- TASKS:
1. Translate this sentence from the passage on disease prevention into Spanish: "No birth control can guarantee the avoidance of consequences for bad lifestyle choices."
2. For each statement, answer yes or no according to the passage on disease prevention, and quote the words from it that decide the answer.
(a) The writer is firmly opposed to birth control.
(b) The writer credits Ben Franklin with the saying "an ounce of prevention is worth a pound of cure."
(c) The writer says that, for now, a disease prevention curriculum covering both birth control and abstinence probably should be taught.

- SELECTED PASSAGE:
-- Opening Marker --
What needs to happen is for us to fix their entire economy. And right now we're not even managing our own very well. We will need to fix our own before we can focus as fully as we should on fixing other economies. At any rate, disease prevention will not matter all that much if the economy is so bad that they'll starve to death anyway.
My point is, there is not a single physiological cause we can point to all the time and say 'this is what we should focus on.' In some Arab countries treatment of women and moral ethics are one of the biggest needs so that people will stop killing one another. Disease prevention, moral ethics, and the knowledge needed for a people to positively affect their economy may all be needed in different settings.
Furthermore , 'disease prevention curriculum' sounds like a good thing at first. But as history has shown, people have many different ideas about what such a phrase means. Is this a buzz word for abortionists thinking in terms of contraception and perhaps ultimately the destruction of human life? And to what degree will abstinence be focused on as a preventive factor to diseases like AIDS?
I am not decidedly against birth control yet, but the fact remains that the root cause behind all these problems is people making bad decisions. It is the reason those third-world countries have such poor economies that their peoples are starving.
Ironically, a statement that might be used by others is 'an ounce of prevention is worth a pound of cure', as said by Ben Franklin. However, is birth control really prevention and not cure? For birth control does not always work, is not always used properly even when people know how to use it, and is not fixing the real root issues that cause the problem.
People are making poor decision. They are sleeping promiscuously. They are sleeping in same-sex situations. These are the reasons diseases like AIDS have become so problematic. Even if we throw some birth control devices at them, is does not protect them fully from the risks they are making as a result of their bad decisions, and we are not helping them stop making the original bad decisions that support economies built around prostitution and involving child sex slaves.
You see, sexually transmitted diseases are just one of the negative outgrowths of countries that do not practice sexual morality. Birth control might help fix one of the problems, for the most part, but does not hit to the root cause that results in other problems as well.
Now, until we can fix the economies of other nations by instructing their peoples on the principles of economic success, education on 'disease prevention curriculum' including the practices of both birth control and abstinence probably should be taught. However, the problem is just WHAT exactly will be taught?
The problem with teaching on birth control is that its proponents often do so in teaching a sexually promiscuous life is alright, and the fact that it results in so many diseases is proof otherwise. No birth control can guarantee the avoidance of consequences for bad lifestyle choices. And teaching on birth control OR abstinence may result in further immoral behavior depending on how it is presented, since people may be more likely to get involved in an activity when they are told not to do it.
There are a lot of factors involved here, a lot of things to be thought about, and we need to be careful in how we approach the problems involved.
-- Closing Marker --
- RECORDED DATA:
-- Opening Marker --
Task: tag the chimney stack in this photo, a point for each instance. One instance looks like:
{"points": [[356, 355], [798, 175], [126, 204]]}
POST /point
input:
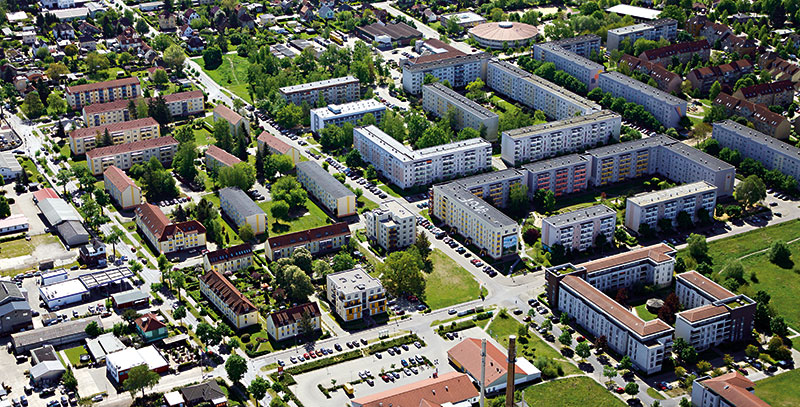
-- Closing Marker --
- ANSWERS FOR THE EXERCISE:
1. Ningún método anticonceptivo puede garantizar que se eviten las consecuencias de las malas decisiones de estilo de vida.

2.
(a) No: "I am not decidedly against birth control yet"
(b) Yes: "'an ounce of prevention is worth a pound of cure', as said by Ben Franklin"
(c) Yes: "education on 'disease prevention curriculum' including the practices of both birth control and abstinence probably should be taught"